Return every line of the material below unchanged, omitting the pictures.

>> begin

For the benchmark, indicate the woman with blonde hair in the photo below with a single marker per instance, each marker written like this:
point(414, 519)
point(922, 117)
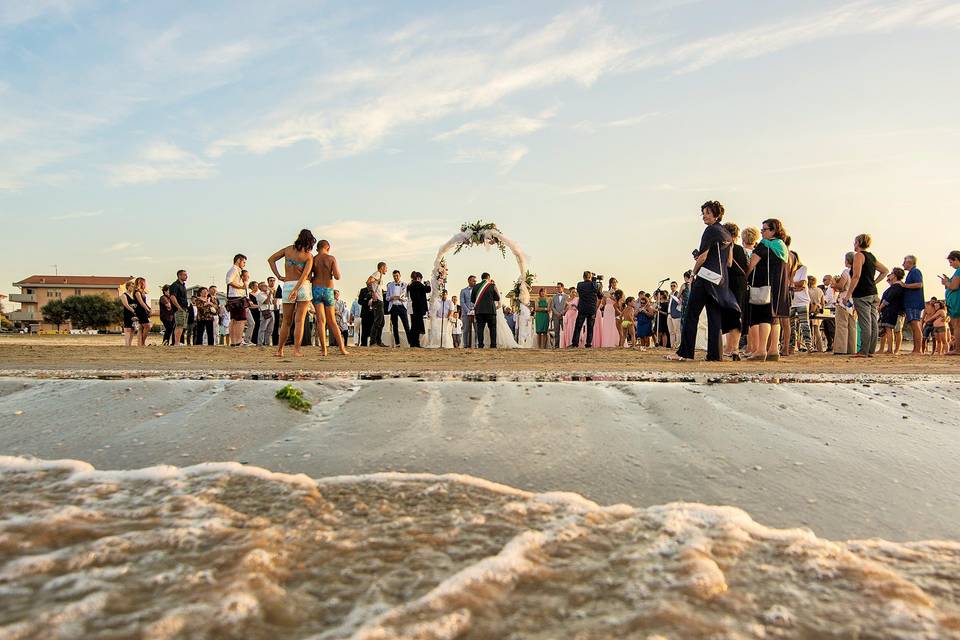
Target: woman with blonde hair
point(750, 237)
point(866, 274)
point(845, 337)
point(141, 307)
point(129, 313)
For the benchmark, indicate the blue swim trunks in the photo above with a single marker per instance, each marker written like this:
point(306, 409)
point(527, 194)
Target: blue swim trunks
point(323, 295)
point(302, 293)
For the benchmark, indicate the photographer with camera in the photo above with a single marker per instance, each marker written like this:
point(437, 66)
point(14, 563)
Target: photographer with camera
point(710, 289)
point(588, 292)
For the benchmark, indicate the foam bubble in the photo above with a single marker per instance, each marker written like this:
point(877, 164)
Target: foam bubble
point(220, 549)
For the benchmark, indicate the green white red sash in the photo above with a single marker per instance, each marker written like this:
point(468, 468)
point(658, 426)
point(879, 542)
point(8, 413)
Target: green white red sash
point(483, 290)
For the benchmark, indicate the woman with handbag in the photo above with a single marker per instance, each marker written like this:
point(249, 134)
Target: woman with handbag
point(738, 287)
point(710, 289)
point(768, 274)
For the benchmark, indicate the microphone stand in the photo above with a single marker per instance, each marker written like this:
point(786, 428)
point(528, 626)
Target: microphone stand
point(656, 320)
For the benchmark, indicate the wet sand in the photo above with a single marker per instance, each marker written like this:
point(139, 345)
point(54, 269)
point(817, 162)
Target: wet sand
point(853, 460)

>> end

**Correct response**
For the benchmark, indicate the woman with blonde hair in the photo below with a single marker per instance, each marker written like this:
point(414, 519)
point(922, 117)
Target: woman with blonde hair
point(750, 237)
point(866, 274)
point(845, 337)
point(141, 307)
point(129, 313)
For the benchmark, indicate the blue swim trunks in the photo above with a single marker per instance, each marker written like this:
point(306, 409)
point(527, 194)
Target: blue swim trunks
point(323, 295)
point(302, 293)
For the benchmark, indicate the photographer with camera in the photo above with a single marker per instance, each marker written like this:
point(437, 66)
point(14, 563)
Target: photographer with camera
point(710, 289)
point(588, 292)
For the benchmark, indicate the foam bubble in the photo above with a single marker per instance, each marker written like this:
point(877, 164)
Target: foam bubble
point(220, 549)
For the benchmark, indicate the green white red sash in the photo above with a single marker per instance, each marker written like this:
point(468, 468)
point(658, 426)
point(879, 542)
point(8, 413)
Target: green white red sash
point(483, 290)
For the benchmark, indicate the woman with handbag in the photo above with a single marker per instance, each marker written like this:
point(249, 134)
Target: woman with handbag
point(738, 287)
point(710, 289)
point(768, 274)
For the benchmark, indicate the microphone stand in the photo above with a single marker per instance, each marker written like this:
point(786, 428)
point(528, 626)
Target: microphone stand
point(656, 320)
For the benchmark, indicate the wet sand in the photo above with a single marker per instance, each marker written like this:
point(139, 345)
point(54, 269)
point(817, 162)
Target: wet sand
point(853, 460)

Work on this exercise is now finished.